- _Your assignment_: Pictures do not belong in the copy; print every entry exactly as it stands.

(Stored data entries)
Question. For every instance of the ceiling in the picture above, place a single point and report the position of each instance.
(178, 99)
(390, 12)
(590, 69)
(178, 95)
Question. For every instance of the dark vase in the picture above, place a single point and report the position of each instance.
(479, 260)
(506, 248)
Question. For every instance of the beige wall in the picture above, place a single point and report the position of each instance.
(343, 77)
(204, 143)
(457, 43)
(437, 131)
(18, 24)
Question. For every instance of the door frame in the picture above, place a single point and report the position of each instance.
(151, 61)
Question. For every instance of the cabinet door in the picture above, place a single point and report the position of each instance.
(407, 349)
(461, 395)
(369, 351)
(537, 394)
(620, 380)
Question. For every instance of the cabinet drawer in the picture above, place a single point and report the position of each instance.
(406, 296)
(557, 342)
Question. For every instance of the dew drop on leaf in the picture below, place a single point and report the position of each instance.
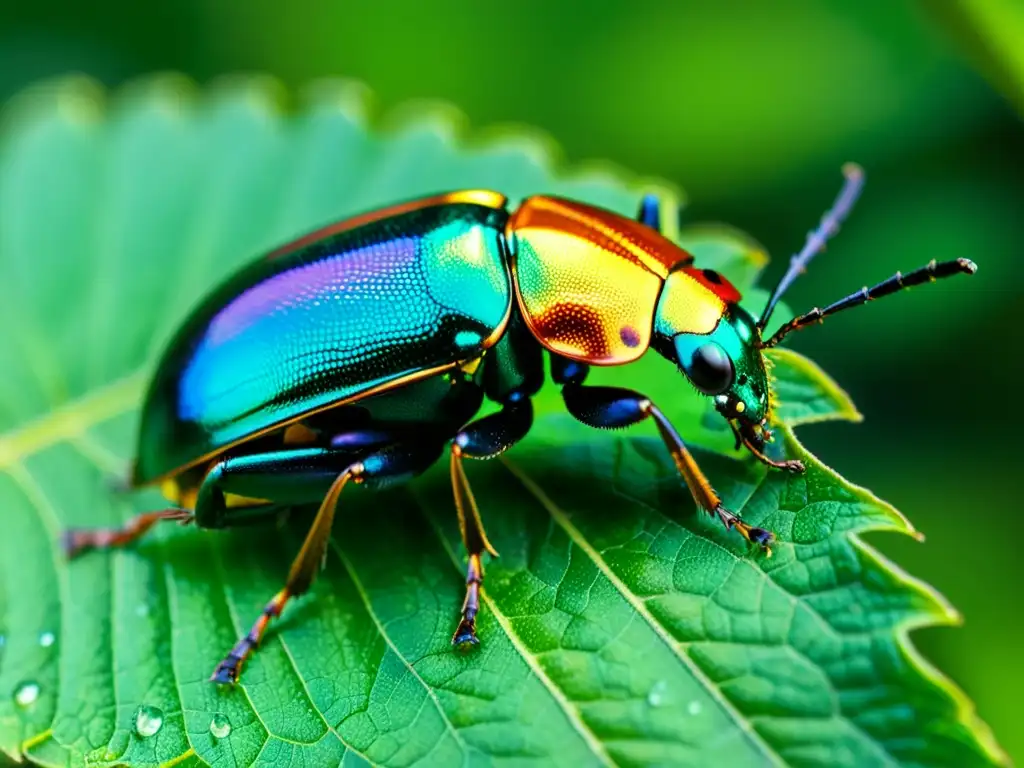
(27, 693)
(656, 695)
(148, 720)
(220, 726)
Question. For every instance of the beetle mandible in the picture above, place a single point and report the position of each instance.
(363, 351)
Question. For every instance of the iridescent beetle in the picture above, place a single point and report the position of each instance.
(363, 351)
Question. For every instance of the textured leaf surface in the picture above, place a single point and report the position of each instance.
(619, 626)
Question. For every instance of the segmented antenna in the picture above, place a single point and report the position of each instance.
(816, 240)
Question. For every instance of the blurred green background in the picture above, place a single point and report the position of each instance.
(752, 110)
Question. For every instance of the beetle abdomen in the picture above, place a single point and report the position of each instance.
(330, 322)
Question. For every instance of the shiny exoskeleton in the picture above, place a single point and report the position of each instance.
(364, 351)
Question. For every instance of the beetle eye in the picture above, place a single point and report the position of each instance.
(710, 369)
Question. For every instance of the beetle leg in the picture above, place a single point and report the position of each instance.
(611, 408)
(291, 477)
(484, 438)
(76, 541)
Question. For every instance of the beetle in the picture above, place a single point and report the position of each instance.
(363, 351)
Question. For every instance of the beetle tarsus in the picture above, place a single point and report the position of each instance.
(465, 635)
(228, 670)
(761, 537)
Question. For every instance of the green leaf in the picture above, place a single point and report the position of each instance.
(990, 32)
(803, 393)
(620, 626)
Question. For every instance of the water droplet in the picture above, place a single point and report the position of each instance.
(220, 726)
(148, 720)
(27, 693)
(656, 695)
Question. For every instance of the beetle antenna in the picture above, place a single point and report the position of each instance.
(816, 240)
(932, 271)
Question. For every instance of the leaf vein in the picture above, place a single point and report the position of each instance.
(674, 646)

- _Answer_:
Question. For every instance of the ceiling in the picture above, place a single point and report the position of each instance.
(178, 99)
(390, 12)
(590, 69)
(178, 95)
Question. For every instance of the dark vase in the picture above, place a single point and report the position of each instance.
(479, 260)
(506, 248)
Question. For every instance of the beige wall in the picture above, place a single point and report the position of each instance.
(343, 77)
(204, 143)
(457, 43)
(437, 131)
(18, 24)
Question. For every instance of the door frame in the picture above, place a single point and report the position of each instance.
(151, 61)
Question. For every instance of the cabinet door in the picture above, place a single point and report the position of each instance.
(407, 349)
(461, 395)
(369, 351)
(537, 394)
(620, 380)
Question. For every instance of the cabinet drawer in the picture above, place a single point and report the position of each instance.
(406, 296)
(557, 342)
Question. For every instance of the dew drop on leaf in the picture below, place a single point and report the position of each instance.
(27, 693)
(656, 695)
(148, 720)
(220, 726)
Question. For every instance of the beetle mandible in the picture above, place a single point and report the position of each instance.
(363, 351)
Question. For every instance of the iridescent beetle in the picture above, place a single point and report the position of each instance.
(363, 351)
Question. For every instance of the textured leaf surface in the picture above, place a single point and report the position of each instance.
(619, 626)
Question. For every instance of the segmented antenna in the picture above, place a single point and report the position of each instance.
(816, 240)
Question. For every instance of the blurred green background in the picture above, place a single point and report the position of each instance.
(752, 110)
Question. For every instance of the beetle abdomen in the picture above, place a single point and report the position of each instance.
(330, 322)
Question. For every instance of the shiny exoskeleton in the picture above, place a single point and report the position of each instance.
(364, 351)
Question. For every instance of the beetle eye in the picture above, place a single point and report the position of each instance.
(710, 369)
Question. For every instance of the beetle leg in the picture above, place a single point and report the position of each instance.
(611, 408)
(291, 477)
(484, 438)
(76, 541)
Question. For every instance of the beetle in the picture above, place a single point and report the position of each instance.
(363, 351)
Question. For every instance of the beetle tarsus in the picture above, place a single point and report the position of each instance.
(465, 635)
(228, 670)
(761, 537)
Question. For every instance of the green leaf in the picture above, place a single point and report the position of each instance.
(990, 32)
(803, 393)
(620, 626)
Question. For every instance of the water droplet in the picture above, place a single point and report the position of each instance.
(220, 726)
(148, 720)
(27, 693)
(656, 695)
Question. For every instance of the beetle antenna in the picture above, place a single point and report the position of each instance.
(816, 240)
(932, 271)
Question. For every instance of the leaf vein in the picture above, place a single point and report the position of each instance.
(674, 646)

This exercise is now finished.